● EXERCISE DETAILS
An exact copy of every entry is the required answer.

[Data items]
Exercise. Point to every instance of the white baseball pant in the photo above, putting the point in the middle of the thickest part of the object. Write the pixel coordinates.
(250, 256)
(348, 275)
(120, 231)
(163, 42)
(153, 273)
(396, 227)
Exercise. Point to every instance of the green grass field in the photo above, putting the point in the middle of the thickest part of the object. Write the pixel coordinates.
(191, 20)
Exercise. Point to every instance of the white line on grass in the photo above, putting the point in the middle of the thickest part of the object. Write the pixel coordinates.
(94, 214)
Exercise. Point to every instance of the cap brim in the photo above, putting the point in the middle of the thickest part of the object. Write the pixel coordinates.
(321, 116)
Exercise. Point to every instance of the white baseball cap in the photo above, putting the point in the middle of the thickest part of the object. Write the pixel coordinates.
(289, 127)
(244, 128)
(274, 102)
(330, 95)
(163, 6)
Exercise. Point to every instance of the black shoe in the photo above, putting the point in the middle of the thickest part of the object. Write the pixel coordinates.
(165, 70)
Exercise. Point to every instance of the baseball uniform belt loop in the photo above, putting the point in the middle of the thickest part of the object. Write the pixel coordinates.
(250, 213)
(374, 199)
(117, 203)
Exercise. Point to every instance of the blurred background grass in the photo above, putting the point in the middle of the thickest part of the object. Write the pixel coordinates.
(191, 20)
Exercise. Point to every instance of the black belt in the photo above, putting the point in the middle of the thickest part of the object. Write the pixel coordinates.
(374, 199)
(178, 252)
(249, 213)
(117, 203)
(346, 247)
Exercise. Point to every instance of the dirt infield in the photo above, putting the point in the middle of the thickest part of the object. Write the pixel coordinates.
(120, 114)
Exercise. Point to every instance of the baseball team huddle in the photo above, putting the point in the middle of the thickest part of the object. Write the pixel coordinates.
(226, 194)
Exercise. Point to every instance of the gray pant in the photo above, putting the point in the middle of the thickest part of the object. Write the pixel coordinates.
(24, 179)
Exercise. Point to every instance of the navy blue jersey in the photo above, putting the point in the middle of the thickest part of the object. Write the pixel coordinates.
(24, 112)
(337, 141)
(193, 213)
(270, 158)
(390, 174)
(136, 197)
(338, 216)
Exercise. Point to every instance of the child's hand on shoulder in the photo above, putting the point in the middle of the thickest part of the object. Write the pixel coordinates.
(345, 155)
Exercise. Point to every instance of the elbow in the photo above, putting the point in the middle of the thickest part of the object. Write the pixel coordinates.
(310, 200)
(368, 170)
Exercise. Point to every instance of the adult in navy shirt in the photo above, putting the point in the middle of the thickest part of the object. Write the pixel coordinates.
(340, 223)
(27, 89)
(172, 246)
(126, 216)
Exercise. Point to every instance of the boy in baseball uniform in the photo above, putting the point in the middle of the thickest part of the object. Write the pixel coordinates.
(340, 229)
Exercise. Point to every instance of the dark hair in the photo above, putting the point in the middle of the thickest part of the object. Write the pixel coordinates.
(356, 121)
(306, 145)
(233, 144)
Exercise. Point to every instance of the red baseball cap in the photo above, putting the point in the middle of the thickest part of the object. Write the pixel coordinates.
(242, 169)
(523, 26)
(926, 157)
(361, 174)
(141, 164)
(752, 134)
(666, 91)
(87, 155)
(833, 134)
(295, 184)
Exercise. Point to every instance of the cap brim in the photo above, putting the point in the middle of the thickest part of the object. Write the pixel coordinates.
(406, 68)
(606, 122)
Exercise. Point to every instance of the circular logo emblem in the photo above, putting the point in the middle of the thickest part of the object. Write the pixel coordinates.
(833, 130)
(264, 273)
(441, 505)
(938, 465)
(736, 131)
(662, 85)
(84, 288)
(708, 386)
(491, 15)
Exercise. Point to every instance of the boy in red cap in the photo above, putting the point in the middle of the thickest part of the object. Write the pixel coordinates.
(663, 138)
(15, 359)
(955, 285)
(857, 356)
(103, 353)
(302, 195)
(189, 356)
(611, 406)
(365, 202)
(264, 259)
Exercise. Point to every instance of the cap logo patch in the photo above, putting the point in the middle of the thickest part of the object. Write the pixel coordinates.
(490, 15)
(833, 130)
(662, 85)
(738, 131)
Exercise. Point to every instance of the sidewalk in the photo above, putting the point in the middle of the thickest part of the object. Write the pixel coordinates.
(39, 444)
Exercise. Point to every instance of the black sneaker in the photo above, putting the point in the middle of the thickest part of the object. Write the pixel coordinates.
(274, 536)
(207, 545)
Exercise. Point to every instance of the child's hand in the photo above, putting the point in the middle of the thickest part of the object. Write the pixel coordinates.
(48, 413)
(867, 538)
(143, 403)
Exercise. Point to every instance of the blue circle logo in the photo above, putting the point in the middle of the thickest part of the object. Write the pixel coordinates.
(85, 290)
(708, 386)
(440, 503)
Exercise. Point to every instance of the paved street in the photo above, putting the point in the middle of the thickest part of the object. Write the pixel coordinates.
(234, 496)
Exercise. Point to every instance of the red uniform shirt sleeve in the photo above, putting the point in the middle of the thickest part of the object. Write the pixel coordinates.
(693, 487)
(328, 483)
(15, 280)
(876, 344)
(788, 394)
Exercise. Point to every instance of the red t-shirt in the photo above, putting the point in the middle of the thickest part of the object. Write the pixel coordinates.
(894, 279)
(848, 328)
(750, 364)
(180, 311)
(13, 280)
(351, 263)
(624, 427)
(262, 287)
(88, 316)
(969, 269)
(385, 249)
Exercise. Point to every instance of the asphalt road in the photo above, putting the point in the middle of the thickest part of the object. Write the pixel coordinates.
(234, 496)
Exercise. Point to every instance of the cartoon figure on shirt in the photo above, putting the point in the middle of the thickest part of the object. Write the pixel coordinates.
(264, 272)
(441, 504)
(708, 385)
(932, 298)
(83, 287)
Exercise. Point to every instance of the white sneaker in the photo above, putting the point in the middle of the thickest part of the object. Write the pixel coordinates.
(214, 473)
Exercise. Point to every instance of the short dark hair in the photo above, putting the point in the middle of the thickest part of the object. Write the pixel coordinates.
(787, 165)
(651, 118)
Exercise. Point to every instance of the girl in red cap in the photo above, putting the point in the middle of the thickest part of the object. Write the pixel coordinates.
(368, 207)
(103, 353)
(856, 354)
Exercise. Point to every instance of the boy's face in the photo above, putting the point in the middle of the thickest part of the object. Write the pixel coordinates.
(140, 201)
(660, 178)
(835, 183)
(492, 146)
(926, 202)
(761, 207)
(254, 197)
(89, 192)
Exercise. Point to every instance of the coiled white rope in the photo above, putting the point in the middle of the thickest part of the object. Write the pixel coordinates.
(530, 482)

● RESULT FOR THIS TASK
Exercise. Point to every instance of the white baseball pant in the photo above, putting the point in the middle of the thickest part of the object. Write the pixel coordinates.
(250, 256)
(348, 275)
(120, 231)
(163, 42)
(153, 273)
(396, 227)
Exercise. Point to every instance of the green grass field in the photo above, putting the point in the middle of the thickest part of the object. Write the pixel coordinates.
(191, 20)
Exercise. Point to every instance of the white line on grass in the photo above, putting the point in the middle of the thickest part of the object. Write the pixel coordinates.
(94, 214)
Exercise. Point to every instance of the cap brim in the photo above, putting the point in the middle of the thickest part of the object. Write the pixel coordinates.
(321, 116)
Exercise. Point to every instance of the white baseball cap in the photo above, putting the point in the middle of the thickest part of the object. Write the pixel coordinates.
(289, 127)
(244, 128)
(274, 102)
(330, 95)
(163, 6)
Exercise. Point to every instance of the black shoe in the photo above, putting the point in the middle of the thickest part of the object. Write the pixel coordinates.
(165, 70)
Exercise. Point to every instance of the baseball uniform belt loop in the photo above, putting the point in the middle of the thickest part of the object. Write the pixel coordinates.
(250, 213)
(374, 199)
(117, 203)
Exercise. Point to every instance of the blurred background grass in the photo above, putting the point in the middle of the thickest part of the object. Write the pixel coordinates.
(191, 20)
Exercise. Point to every instance of the black belt in the photo above, putting the point in the middle of the thickest part of the object. Write the pixel coordinates.
(374, 199)
(178, 252)
(249, 213)
(117, 203)
(346, 247)
Exercise. Point to every instance of the dirt infield in the photo above, putting the point in the middle of the thickest part of the object. Write the pixel coordinates.
(120, 114)
Exercise. Point to every instance of the baseball team huddle in the photo above, putting the point in the middle of the thickest part of the object. Write the pixel coordinates.
(226, 194)
Exercise. Point to every instance of the gray pant in the photo above, putting the point in the middle of the thickest part of the object. Write the pixel coordinates.
(24, 179)
Exercise. Point to every instance of the navy blue jersey in the photo above, putting the point in the middle of the thickest part of the object. Write the pixel coordinates.
(24, 112)
(337, 141)
(193, 213)
(270, 158)
(390, 174)
(136, 197)
(338, 216)
Exercise. Point to every instance of the child's hand on shoulder in the photo above, putting the point in the middle of the thickest part of the object. Write the pixel coordinates.
(345, 155)
Exercise. Point to every instance of the elbow in the photo above, putting the point in the middle of the thickest part of the object. Write the pixel coordinates.
(310, 200)
(368, 170)
Exercise. Point to every instance of the adult in navy shirt in the photo above, putting the point in the middle of the thickest part of the object. Write the pixel coordinates.
(340, 223)
(27, 89)
(172, 246)
(126, 216)
Exercise. Point to every instance of the boy in baseball uniform in the photo above, putting the point in the middle of the thickest part of the object. Write the pixel coordinates.
(340, 229)
Exercise. Point to every instance of the dark hair in the photo above, putting the point in the middle of the thickest part of the object. Write the pixel coordinates.
(356, 121)
(306, 145)
(233, 144)
Exercise. Point to every instance of the red baseball cap in the photo above, putting the point in the middle of the thickest part of the object. Write the pixel coordinates.
(242, 169)
(523, 26)
(926, 157)
(361, 174)
(141, 164)
(752, 134)
(666, 91)
(87, 155)
(833, 134)
(295, 184)
Exercise. Point to every instance of the cap brim in the photo above, putting the point in the middle of the thickest part of the object. Write the pixel coordinates.
(406, 68)
(606, 122)
Exercise. Point to every instance of the circular logo emblem in the photo above, putting the point in the middle of the thickest part of the object. Write the pixel coordinates.
(833, 130)
(264, 273)
(441, 505)
(938, 465)
(736, 131)
(662, 85)
(84, 288)
(708, 386)
(491, 15)
Exercise. Point to every instance of the boy in red cap in the photo above, putting the point in the middle of the thickest part of the object. Write the pixel coordinates.
(663, 138)
(15, 359)
(955, 285)
(857, 356)
(103, 353)
(302, 195)
(189, 356)
(611, 406)
(365, 202)
(264, 259)
Exercise. Point to every instance of the cap logo patch in the photo above, putting the point in the middle of the thickest part of the object. Write the pixel coordinates.
(490, 15)
(833, 130)
(662, 85)
(738, 131)
Exercise. Point to every instance of the sidewalk in the photo above, putting the point in the middle of the thickest part of the object. Write the pixel coordinates.
(39, 444)
Exercise. Point to every instance of the black sneaker in the photo above, putting the point in the middle of the thickest part of the object. Write the pixel coordinates.
(274, 536)
(207, 545)
Exercise. Point to every instance of the child's hand in the photo above, putting the point in the middle of the thickest part of the object. Write the pixel coordinates.
(48, 413)
(867, 538)
(143, 403)
Exercise. Point to every instance of the blue circle logo in the photo above, putting the point in the middle of the thickest part of the object. Write the pixel coordinates.
(85, 290)
(708, 386)
(440, 503)
Exercise. Point to every instance of the paved street in the photo above, putting the point in the middle of the thickest part of the object. Write the pixel coordinates.
(234, 496)
Exercise. Point to every instance of the red uniform shirt sleeve in the photo above, putting the point in the middle of the thickest part of the object. Write the pixel coordinates.
(693, 487)
(328, 483)
(15, 280)
(876, 344)
(788, 394)
Exercise. Point to every instance of the red t-shirt in the photo above, putting the point in the middle of the thickest part of the object. Write the pixel coordinates.
(894, 279)
(848, 328)
(750, 364)
(180, 311)
(13, 280)
(351, 263)
(624, 427)
(262, 287)
(88, 316)
(969, 269)
(385, 249)
Exercise. Point to every instance of the asphalt road in the photo above, putting the point in the middle of the thickest part of the object. Write the pixel coordinates.
(234, 496)
Exercise. Point to every instance of the cartoon figure on shirt in the photo above, putting the point in the middle of the thickest part of the object. Write the pixel coordinates.
(264, 272)
(441, 504)
(708, 385)
(932, 298)
(83, 287)
Exercise. Point to every instance of the white sneaker in the photo above, putting the point in the middle of the thickest part of the object. Write the pixel coordinates.
(214, 473)
Exercise. Point to every instance of the short dark hair in the photo above, putting the point in the middle of the thickest part of the object. Write the pixel coordinates.
(787, 165)
(651, 118)
Exercise. Point to every instance of the girl in red cap in the photo above, putting the point in the middle of the thickest part of the object. Write the pixel coordinates.
(368, 207)
(103, 353)
(856, 354)
Exercise. Point to every instance of the boy's face in the photo above, putting the point in the middle of the thickest part of the object. Write the pixel coordinates.
(140, 201)
(660, 178)
(835, 183)
(492, 146)
(926, 202)
(761, 207)
(254, 197)
(89, 192)
Exercise. Point to every instance of the coiled white rope in the photo above, putting the point in the middle of the thickest part of the object. Write the pixel coordinates.
(530, 482)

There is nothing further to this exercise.